-- Opening Marker --

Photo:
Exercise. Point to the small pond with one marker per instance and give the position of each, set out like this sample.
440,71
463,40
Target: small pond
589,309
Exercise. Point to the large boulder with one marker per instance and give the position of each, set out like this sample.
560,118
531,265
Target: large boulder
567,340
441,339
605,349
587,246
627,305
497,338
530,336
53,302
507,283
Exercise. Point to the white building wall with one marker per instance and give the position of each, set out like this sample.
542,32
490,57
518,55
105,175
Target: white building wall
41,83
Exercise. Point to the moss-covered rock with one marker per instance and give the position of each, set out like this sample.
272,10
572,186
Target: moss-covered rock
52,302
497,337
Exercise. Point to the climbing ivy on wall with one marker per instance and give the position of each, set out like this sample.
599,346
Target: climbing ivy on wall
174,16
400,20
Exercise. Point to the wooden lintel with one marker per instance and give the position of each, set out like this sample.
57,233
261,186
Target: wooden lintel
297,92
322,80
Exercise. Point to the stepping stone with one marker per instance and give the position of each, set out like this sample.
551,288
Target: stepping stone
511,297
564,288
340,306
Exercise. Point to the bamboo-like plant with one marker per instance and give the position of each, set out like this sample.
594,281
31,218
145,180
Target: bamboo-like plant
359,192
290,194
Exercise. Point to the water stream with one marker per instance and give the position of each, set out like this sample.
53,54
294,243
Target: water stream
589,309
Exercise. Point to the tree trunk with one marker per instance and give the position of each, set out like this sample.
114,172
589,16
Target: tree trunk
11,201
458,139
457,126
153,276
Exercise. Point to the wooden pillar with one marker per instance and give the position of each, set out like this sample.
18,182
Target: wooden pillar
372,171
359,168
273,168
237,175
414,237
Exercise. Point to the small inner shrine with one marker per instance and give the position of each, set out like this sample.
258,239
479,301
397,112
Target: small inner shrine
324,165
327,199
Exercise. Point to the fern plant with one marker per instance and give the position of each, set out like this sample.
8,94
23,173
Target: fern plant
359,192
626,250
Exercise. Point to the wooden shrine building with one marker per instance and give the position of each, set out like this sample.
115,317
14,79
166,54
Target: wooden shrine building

-- Closing Marker --

The full set of entries must be printed again without any alteration.

Photo:
Exercise. Point to the small pond with one marker per instance and give the position of each, set out like this sample.
440,71
463,40
Target: small pond
589,309
Exercise. Point to the large boulder with one marker per instance and give the position of each, set out like this sample.
560,118
531,265
Target: large boulder
567,340
441,339
605,349
587,246
627,305
497,338
530,336
53,302
507,283
Exercise. Point to the white building wall with one marker per instance and give the position of each, set out like this sample.
542,32
490,57
518,55
105,175
Target: white building wall
41,83
Exercise. Point to the moss-covered rock with one marker per instance and give the position of each, set out like this sample.
272,10
572,186
Target: moss-covered rock
52,302
497,337
Exercise. Point to the climbing ivy on wall with one marker per instance and give the position of each, set out like this sample.
599,346
Target: climbing ivy on wall
174,16
400,20
Exercise. Point to the wooden lintel with one marker per instance and give the position of each, set out like this sample.
57,233
261,186
Target: wooden lintel
297,92
322,80
Exercise. Point to the stepping stone with one marker per instance and give the position of each, set out like this sample.
551,288
Target: stepping stone
511,297
564,288
340,306
Exercise. Point to the bamboo-like plant with one marker per instance and give the position of each, set out like this sample.
594,281
31,218
145,180
Target: bamboo-like plant
359,192
290,194
Exercise. Point to the water stream with one marker per instance and give the position of each, set out like this sample.
53,54
294,243
Target: water stream
589,309
Exercise. Point to the tree trunk with one marker per instance and give the position of each, set out like this sample.
114,172
589,16
Target: tree trunk
11,201
458,139
457,126
153,276
Exercise. Point to the wooden pillar with one marker per instance and give the position of each, set out like this sample.
18,182
Target: wooden pillar
372,171
359,168
273,168
237,175
414,237
Exercise. Point to the small inner shrine with one marker per instance and give the position of each, set out like this sample.
258,239
479,301
397,112
Target: small inner shrine
324,165
327,199
Exercise. Point to the fern plant with one marker per instance and give the position of each, set out like this sample.
8,94
23,173
Target: fern plant
359,192
626,250
Exercise. Point to the wooden shrine building with one marker per instance and give the position of each, set out like this sample.
115,317
14,79
166,54
Target: wooden shrine building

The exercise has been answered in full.